(Task instructions):
Reproduce the following material exactly, including every line.

(Source material):
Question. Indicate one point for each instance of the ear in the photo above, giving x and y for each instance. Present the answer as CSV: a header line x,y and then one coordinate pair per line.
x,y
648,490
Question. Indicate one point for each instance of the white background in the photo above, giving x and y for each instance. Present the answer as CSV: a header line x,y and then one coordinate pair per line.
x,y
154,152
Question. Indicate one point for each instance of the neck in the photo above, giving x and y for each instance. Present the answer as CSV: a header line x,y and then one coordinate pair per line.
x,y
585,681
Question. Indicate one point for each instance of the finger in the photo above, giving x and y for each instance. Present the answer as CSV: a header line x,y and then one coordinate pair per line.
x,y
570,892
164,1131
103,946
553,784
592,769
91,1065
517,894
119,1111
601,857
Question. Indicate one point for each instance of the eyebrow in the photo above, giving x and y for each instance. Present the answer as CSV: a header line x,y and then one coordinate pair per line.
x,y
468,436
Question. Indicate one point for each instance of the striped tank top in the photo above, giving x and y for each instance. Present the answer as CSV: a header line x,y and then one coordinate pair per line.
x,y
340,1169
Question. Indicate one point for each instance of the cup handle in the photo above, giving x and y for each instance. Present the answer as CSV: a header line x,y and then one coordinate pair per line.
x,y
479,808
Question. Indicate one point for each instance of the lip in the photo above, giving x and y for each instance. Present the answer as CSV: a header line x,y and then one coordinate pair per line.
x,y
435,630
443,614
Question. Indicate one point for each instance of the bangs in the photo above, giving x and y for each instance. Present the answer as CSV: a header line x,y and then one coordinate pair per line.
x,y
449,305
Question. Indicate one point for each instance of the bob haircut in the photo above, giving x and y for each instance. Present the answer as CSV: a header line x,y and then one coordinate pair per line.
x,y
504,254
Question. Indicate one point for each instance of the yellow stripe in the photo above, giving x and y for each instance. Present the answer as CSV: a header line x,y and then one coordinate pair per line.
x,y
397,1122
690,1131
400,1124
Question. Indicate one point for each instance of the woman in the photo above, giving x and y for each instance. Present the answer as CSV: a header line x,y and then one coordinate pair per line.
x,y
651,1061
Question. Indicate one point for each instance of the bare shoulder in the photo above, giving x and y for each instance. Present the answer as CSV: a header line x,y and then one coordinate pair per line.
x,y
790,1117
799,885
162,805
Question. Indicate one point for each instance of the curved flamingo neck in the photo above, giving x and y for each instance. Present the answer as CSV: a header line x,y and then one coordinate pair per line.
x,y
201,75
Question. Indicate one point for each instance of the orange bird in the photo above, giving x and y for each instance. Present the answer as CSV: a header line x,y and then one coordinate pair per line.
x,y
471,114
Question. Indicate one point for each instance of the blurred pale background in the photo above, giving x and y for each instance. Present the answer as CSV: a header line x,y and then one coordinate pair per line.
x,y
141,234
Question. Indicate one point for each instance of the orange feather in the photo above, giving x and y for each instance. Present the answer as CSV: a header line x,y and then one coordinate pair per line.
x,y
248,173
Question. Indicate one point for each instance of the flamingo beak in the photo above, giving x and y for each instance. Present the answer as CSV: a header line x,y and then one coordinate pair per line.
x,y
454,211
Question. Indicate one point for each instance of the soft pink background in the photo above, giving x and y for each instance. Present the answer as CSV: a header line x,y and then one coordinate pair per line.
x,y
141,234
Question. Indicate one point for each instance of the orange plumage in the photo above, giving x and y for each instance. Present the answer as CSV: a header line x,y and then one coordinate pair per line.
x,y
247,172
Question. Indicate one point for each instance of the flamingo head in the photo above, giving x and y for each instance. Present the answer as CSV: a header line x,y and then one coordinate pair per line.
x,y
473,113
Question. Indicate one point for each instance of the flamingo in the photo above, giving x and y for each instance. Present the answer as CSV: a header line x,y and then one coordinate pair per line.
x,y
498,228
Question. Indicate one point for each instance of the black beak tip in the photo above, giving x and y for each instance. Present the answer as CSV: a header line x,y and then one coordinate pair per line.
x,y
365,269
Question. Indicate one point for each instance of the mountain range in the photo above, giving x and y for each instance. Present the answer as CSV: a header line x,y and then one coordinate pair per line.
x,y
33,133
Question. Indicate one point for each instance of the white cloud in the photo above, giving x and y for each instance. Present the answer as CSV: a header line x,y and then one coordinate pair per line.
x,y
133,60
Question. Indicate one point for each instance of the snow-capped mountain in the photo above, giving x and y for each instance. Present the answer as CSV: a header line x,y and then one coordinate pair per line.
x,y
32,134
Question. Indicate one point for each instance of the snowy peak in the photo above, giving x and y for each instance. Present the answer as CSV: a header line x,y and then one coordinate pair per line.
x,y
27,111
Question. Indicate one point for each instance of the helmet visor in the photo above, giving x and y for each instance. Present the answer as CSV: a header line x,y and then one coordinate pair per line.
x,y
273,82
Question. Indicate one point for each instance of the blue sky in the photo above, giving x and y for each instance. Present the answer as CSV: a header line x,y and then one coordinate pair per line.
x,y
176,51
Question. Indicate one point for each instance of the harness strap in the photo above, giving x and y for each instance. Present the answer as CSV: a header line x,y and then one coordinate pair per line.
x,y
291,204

(Final answer):
Question. Indicate one point for each instance of the ear in the photo above, giving x and y for each instance. Present the answer as CSV: a header line x,y and then one coordinate pair per line.
x,y
648,490
Question. Indicate one point for each instance of the white background in the photo above, giving x and y for each instance. Present the answer as CSV: a header line x,y and then one coordinate pair per line.
x,y
154,152
Question. Indicate one point for each instance of the neck in the photo above, giving x and y for each instance. Present the answer as CSV: a header line x,y and then one coordinate pair per line.
x,y
585,681
Question. Indicate one point for each instance of the finger in the photo above, giving x and y for each instance. Present the answer as CSV: a header line x,y and then one coordinate pair per line.
x,y
570,892
164,1131
103,946
553,784
592,769
91,1065
517,894
119,1111
601,857
Question. Indicate one point for each instance of the eyebrow in the photo above, giving x and y for each instance. Present the answer as CSV: a header line x,y and then one coordinate pair per line.
x,y
468,436
Question. Indicate one point for each instance of the striped tank top in the photo above, giving x and y for each instance. Present the answer as CSV: a header line x,y and then one coordinate pair per line.
x,y
340,1169
Question. Indicate one point for each instance of the cup handle in the photo above, giving x and y for each instance. Present the answer as CSV: a header line x,y and then one coordinate pair per line.
x,y
479,808
Question. Indicate one point for each instance of the lip in the photo above, giving x and y for each instance. Present the answer as CSV: a header line x,y and then one coordinate pair per line.
x,y
435,630
443,614
Question. Indicate one point for each instance of the bangs in the photo above, giving x and y for each instance. Present the answer as CSV: a header line x,y and then one coordinate pair per line.
x,y
449,305
Question. Indicate one point for each instance of the bob haircut in the photo above, giving x and y for each instance. Present the answer as CSV: a header line x,y and then one coordinate pair per line.
x,y
504,254
Question. Indicate one point for each instance of the yellow stripe in the photo above, giving x and y for each instance. Present the answer as CSV: a header line x,y and then one coordinate pair per line.
x,y
397,1122
690,1131
400,1124
Question. Indicate one point for each instance of the woman in the photo above, giving x and y for each instance. Present the answer as CSV: a header line x,y and then one coordinate pair per line.
x,y
651,1061
Question. Indicate one point for each instance of the bare shoulder in the photo above, giving x and y for each instance. Present the answer as CSV: a header line x,y and then one coordinate pair per line.
x,y
790,1117
799,885
162,805
Question. Indicate one point for each instance of the curved flamingo neck in the photo above, giving x and y for each instance. Present the answer as CSV: a header line x,y and then one coordinate pair per line.
x,y
201,75
Question. Indicate one point for each instance of the orange bird in the photo above, giving x and y for each instance. Present the answer as CSV: a header line x,y and then one coordinate pair per line.
x,y
471,114
Question. Indicate one point for each instance of the blurred pale background in the photo above, giving x and y for each instance. Present the answer as CSV: a header line x,y and then one coordinate pair per line.
x,y
141,234
Question. Indicate one point for each instance of the orange feather in the photo above, giving x and y for each instance. Present the answer as CSV: a header line x,y and then one coordinate pair per line.
x,y
248,173
Question. Indicate one point for each instance of the flamingo beak in the photo above, giving x and y for each instance. Present the answer as CSV: a header line x,y and then one coordinate pair per line.
x,y
454,211
Question. Indicate one point for each instance of the soft pink background in the photo above, giving x and y for each instance. Present the answer as CSV: a header line x,y and then one coordinate pair per line.
x,y
141,234
Question. Indicate one point for each instance of the orange plumage in the photo above, giving x and y for each instance. Present the answer as CSV: a header line x,y and then one coordinate pair per line.
x,y
247,172
Question. Indicate one point for each instance of the flamingo head in the photo above, giving x and y for each instance. Present the answer as CSV: a header line x,y and then one coordinate pair per line.
x,y
473,113
Question. Indicate one point for each instance of the flamingo in the photo above, giving x and y for each instance. Present the answer as CSV: a header line x,y and then one coordinate pair per line.
x,y
498,228
Question. Indicate one point for each instance of the black beak tip in the photo above, giving x and y for each instance. Present the answer as CSV: a header line x,y and then one coordinate pair per line.
x,y
365,269
Question. Indicate one point for each instance of the mountain range in the photo above, giving x and y for each instance. Present the answer as CSV: a header line x,y and then one coordinate pair per line.
x,y
33,133
Question. Indicate one point for each instance of the white cloud in the photo above, giving x and y for each instance. Present the answer as CSV: a header line x,y and then one coordinate pair per line.
x,y
133,60
Question. Indicate one point for each instance of the snow-capped mountain in the photo above, giving x and y for each instance. Present the answer as CSV: a header line x,y and then one coordinate pair per line.
x,y
32,134
Question. Indicate one point for each instance of the snowy peak in the photo above, giving x and y for each instance. Present the answer as CSV: a header line x,y and then one coordinate pair per line.
x,y
27,111
Question. Indicate one point for each instance of the helmet visor in the photo above, giving x and y for each instance. Present the answer as CSV: a header line x,y and then one coordinate pair per line.
x,y
273,82
Question. Indicate one point for each instance of the blue sky in the photo above, giving x and y for each instance. Present the answer as CSV: a header line x,y and then one coordinate pair per line.
x,y
176,51
Question. Indicate one point for each instance of the harness strap in the photo above, giving x and y for each instance. Present the answer as CSV: a header line x,y and then one coordinate pair per line.
x,y
291,204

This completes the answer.